Listed records:
start

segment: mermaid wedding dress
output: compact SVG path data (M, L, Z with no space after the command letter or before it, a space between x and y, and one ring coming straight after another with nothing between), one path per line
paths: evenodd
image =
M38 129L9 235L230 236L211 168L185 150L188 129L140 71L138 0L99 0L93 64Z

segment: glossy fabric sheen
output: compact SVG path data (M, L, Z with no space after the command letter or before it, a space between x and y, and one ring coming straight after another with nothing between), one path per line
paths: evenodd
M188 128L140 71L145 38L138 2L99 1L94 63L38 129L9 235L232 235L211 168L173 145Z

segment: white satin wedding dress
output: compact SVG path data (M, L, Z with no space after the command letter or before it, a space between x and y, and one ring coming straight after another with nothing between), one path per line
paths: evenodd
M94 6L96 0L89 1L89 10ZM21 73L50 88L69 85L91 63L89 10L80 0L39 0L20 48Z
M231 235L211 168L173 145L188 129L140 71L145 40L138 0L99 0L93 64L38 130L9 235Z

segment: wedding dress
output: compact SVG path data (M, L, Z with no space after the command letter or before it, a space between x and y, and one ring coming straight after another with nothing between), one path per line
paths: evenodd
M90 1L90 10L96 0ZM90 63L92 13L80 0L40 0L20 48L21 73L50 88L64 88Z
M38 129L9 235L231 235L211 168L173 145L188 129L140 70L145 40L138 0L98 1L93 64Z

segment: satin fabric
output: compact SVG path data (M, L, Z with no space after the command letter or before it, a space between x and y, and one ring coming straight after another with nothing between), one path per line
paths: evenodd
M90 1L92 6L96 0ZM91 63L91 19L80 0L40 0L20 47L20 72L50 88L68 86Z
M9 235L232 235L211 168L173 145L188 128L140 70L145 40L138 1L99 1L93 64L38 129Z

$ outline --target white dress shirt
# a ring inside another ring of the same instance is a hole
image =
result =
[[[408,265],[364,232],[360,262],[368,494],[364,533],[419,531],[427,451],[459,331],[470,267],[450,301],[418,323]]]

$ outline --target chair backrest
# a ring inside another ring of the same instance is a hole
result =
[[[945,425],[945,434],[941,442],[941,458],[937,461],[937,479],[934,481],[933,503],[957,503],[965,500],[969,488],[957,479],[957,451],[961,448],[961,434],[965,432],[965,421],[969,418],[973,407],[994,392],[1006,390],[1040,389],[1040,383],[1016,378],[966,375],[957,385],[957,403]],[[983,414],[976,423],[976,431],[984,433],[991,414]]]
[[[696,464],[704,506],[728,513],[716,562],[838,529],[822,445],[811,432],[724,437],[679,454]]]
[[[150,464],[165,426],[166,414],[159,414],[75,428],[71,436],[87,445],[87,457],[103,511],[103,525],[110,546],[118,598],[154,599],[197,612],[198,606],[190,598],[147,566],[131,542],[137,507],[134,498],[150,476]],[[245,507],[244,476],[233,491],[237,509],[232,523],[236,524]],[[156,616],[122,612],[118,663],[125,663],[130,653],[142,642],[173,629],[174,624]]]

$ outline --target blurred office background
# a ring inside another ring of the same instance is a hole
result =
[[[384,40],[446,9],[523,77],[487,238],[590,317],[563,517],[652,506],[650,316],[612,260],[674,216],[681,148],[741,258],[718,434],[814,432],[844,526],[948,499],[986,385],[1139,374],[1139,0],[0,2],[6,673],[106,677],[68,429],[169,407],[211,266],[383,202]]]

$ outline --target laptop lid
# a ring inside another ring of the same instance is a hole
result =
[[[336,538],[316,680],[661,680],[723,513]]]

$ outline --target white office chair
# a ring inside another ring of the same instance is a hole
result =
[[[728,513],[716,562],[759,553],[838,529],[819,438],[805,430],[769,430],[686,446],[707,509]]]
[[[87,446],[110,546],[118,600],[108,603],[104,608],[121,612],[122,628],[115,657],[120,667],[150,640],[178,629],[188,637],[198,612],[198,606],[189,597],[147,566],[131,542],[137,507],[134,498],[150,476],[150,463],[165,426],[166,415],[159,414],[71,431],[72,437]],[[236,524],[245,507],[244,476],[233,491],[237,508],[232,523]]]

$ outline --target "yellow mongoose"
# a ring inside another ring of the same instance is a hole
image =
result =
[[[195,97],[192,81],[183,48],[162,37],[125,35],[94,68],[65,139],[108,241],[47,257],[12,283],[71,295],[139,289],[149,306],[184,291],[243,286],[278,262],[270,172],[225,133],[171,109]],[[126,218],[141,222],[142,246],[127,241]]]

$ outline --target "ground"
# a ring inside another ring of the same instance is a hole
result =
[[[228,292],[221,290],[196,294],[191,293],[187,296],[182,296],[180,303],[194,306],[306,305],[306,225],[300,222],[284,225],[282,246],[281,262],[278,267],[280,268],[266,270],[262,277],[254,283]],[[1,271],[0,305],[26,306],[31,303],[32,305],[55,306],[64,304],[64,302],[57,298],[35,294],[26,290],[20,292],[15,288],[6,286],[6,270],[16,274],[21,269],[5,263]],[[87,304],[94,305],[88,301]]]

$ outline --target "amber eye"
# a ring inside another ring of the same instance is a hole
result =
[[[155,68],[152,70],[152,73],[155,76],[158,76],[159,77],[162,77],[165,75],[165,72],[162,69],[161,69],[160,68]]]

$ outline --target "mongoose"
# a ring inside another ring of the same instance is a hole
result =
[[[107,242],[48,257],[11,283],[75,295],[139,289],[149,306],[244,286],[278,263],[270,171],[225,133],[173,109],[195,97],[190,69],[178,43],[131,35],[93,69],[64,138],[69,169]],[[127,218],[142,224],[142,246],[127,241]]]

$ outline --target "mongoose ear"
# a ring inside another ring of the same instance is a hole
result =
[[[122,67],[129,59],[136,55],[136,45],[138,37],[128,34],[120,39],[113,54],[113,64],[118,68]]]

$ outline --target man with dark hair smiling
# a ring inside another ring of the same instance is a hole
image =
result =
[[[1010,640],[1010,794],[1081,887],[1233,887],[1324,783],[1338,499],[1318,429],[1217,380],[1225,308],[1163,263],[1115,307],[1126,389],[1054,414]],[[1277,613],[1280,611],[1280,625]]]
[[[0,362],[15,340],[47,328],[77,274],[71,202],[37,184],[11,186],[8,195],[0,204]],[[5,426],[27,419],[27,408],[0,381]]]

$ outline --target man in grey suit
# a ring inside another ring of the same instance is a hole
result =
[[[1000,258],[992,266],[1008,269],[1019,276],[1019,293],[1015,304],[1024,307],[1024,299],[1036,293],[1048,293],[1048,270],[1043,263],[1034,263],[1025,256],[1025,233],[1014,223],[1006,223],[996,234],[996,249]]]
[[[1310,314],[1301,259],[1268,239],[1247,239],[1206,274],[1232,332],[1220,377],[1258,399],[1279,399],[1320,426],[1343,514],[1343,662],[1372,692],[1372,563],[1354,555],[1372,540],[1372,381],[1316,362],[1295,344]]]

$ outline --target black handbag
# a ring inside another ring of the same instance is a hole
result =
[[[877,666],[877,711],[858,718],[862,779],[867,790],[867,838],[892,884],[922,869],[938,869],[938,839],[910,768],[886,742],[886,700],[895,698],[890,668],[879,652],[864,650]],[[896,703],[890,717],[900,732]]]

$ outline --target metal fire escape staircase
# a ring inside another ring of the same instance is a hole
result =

end

Exercise description:
Can you repeat every one of the entries above line for line, with no changes at all?

Result below:
segment: mermaid wedding dress
output: compact SVG path data (M, L, Z with no space after the command letter or before it, a space between x and y, and one ring coming straight after another with nothing between), one path per line
paths: evenodd
image =
M38 129L9 235L230 236L211 168L185 150L188 129L140 71L138 0L99 0L93 64Z

segment: glossy fabric sheen
output: compact SVG path data (M, L, Z with no space after the command letter or before it, a space between x and y, and one ring coming straight after another with nothing between), one path per line
paths: evenodd
M188 128L140 71L145 38L138 2L99 1L94 63L38 129L9 235L232 235L211 168L173 145Z

segment: white satin wedding dress
output: compact SVG path data (M, L, Z with no space after the command letter or before it, a space between x and y, and one ring coming straight after another with nothing between), one path per line
paths: evenodd
M94 6L96 0L89 1L89 10ZM21 73L50 88L69 85L91 63L89 10L80 0L39 0L20 48Z
M231 235L211 168L173 145L188 129L140 71L145 40L138 0L99 0L93 64L38 130L9 235Z

segment: wedding dress
output: compact SVG path data (M, L, Z with no space after the command letter or before it, a space between x and y, and one ring coming straight after another with nothing between), one path per line
paths: evenodd
M90 1L90 10L96 0ZM90 63L92 13L80 0L40 0L20 48L21 73L50 88L64 88Z
M38 129L9 235L231 235L211 168L173 145L188 129L140 70L145 40L138 0L98 1L93 64Z

segment: satin fabric
output: compact SVG path data (M, L, Z with no space after the command letter or before it, a space between x and y, and one ring coming straight after another with nothing between), one path per line
paths: evenodd
M90 1L92 6L96 0ZM91 63L91 19L80 0L40 0L20 47L20 72L50 88L68 86Z
M9 235L232 235L211 168L173 145L188 128L140 70L145 40L138 1L99 1L93 64L38 129Z

$ outline --target white dress shirt
# a ring inside another ring of the same instance is a hole
image =
result =
[[[408,265],[364,232],[360,262],[368,494],[364,533],[419,531],[427,451],[459,331],[470,267],[450,301],[418,323]]]

$ outline --target chair backrest
# a ring inside another ring of the same instance is a hole
result =
[[[945,425],[945,434],[941,442],[941,458],[937,461],[937,479],[934,481],[933,503],[957,503],[965,500],[969,488],[957,479],[957,451],[961,448],[961,434],[965,432],[965,421],[969,418],[973,407],[994,392],[1006,390],[1040,389],[1040,383],[1016,378],[966,375],[957,385],[957,403]],[[983,414],[976,423],[976,431],[984,433],[991,414]]]
[[[696,464],[704,506],[728,513],[716,562],[838,529],[822,445],[811,432],[724,437],[679,454]]]
[[[150,464],[165,426],[166,414],[159,414],[75,428],[71,436],[87,445],[87,457],[103,511],[103,525],[110,546],[118,598],[154,599],[197,612],[198,606],[190,598],[147,566],[131,542],[137,507],[134,498],[150,476]],[[245,507],[244,476],[233,491],[237,509],[232,523],[236,524]],[[156,616],[122,612],[118,663],[125,663],[130,653],[142,642],[173,629],[174,624]]]

$ outline --target blurred office background
# a ring inside another ring of the same instance is a hole
result =
[[[384,40],[446,9],[523,77],[487,238],[590,317],[563,517],[652,506],[650,316],[612,260],[674,216],[681,148],[741,258],[718,434],[814,432],[844,526],[948,499],[986,385],[1139,374],[1139,0],[0,2],[6,673],[106,677],[68,429],[169,407],[211,266],[383,202]]]

$ outline --target laptop lid
# a ring inside another ring of the same instance is a hole
result =
[[[336,538],[316,680],[661,680],[723,513]]]

$ outline --target white office chair
# a ring inside another ring of the same instance is a hole
result =
[[[728,513],[716,562],[759,553],[838,529],[819,438],[805,430],[769,430],[686,446],[707,509]]]
[[[87,446],[110,546],[118,600],[108,603],[104,608],[121,612],[122,628],[115,657],[120,667],[150,640],[178,629],[188,637],[198,612],[198,606],[189,597],[147,566],[131,542],[137,507],[134,498],[150,476],[150,463],[165,426],[166,415],[159,414],[71,431],[72,437]],[[236,524],[245,507],[244,476],[233,491],[237,508],[232,523]]]

$ outline --target "yellow mongoose"
# a ring inside another ring of the same instance is a hole
image =
result =
[[[195,97],[192,81],[183,48],[162,37],[125,35],[94,68],[65,139],[108,241],[47,257],[12,283],[71,295],[139,289],[149,306],[184,291],[243,286],[278,262],[270,172],[225,133],[171,109]],[[126,218],[141,222],[142,246],[127,241]]]

$ outline --target "ground"
# a ring inside another ring of the same instance is a hole
result =
[[[228,292],[221,290],[196,294],[191,293],[187,296],[182,296],[180,303],[194,306],[306,305],[306,225],[300,222],[284,225],[282,246],[281,262],[278,267],[280,268],[266,270],[262,277],[254,283]],[[1,271],[0,305],[26,306],[31,303],[32,305],[55,306],[64,304],[64,302],[57,298],[35,294],[26,290],[20,292],[15,288],[6,286],[6,270],[16,274],[21,269],[5,263]],[[87,304],[94,305],[88,301]]]

$ outline --target "amber eye"
# a ring inside another ring of the same instance is a hole
result =
[[[155,68],[152,70],[152,73],[155,76],[158,76],[159,77],[162,77],[165,75],[165,72],[162,69],[161,69],[160,68]]]

$ outline --target "mongoose"
# a ring inside another ring of the same instance is a hole
result =
[[[107,242],[48,257],[11,283],[75,295],[139,289],[149,306],[244,286],[278,263],[270,171],[225,133],[173,109],[195,97],[190,69],[178,43],[131,35],[93,69],[64,138],[69,169]],[[127,218],[142,224],[142,246],[127,241]]]

$ outline --target "mongoose ear"
# a ring inside another ring of the same instance is a hole
result =
[[[122,67],[129,59],[136,55],[136,45],[138,37],[128,34],[120,39],[113,54],[113,64],[118,68]]]

$ outline --target man with dark hair smiling
# a ring inside another ring of the same instance is a hole
image =
result =
[[[1010,640],[1010,794],[1081,887],[1233,887],[1324,783],[1338,499],[1318,429],[1217,380],[1225,308],[1163,263],[1115,307],[1126,389],[1054,414]],[[1277,613],[1280,611],[1280,625]]]
[[[0,362],[15,340],[47,328],[77,274],[71,202],[37,184],[11,186],[8,195],[0,204]],[[5,426],[27,419],[27,408],[0,381]]]

$ outline --target man in grey suit
# a ring inside another ring of the same instance is a hole
result =
[[[1000,258],[992,266],[1008,269],[1019,276],[1019,293],[1015,304],[1024,307],[1024,299],[1036,293],[1048,293],[1048,270],[1043,263],[1034,263],[1025,256],[1025,233],[1014,223],[1006,223],[996,234],[996,249]]]
[[[1310,314],[1301,259],[1268,239],[1247,239],[1206,274],[1232,332],[1220,377],[1258,399],[1279,399],[1320,426],[1343,514],[1343,662],[1372,692],[1372,563],[1354,555],[1372,540],[1372,381],[1316,362],[1295,344]]]

$ outline --target black handbag
# a ring inside another ring of the same instance is a hole
result =
[[[877,666],[877,711],[858,718],[862,779],[867,790],[867,838],[892,884],[922,869],[938,869],[938,839],[910,768],[886,742],[886,700],[895,698],[890,668],[879,652],[864,650]],[[896,703],[890,717],[900,732]]]

$ outline --target metal fire escape staircase
# a ring inside another ring of the same instance is a hole
result =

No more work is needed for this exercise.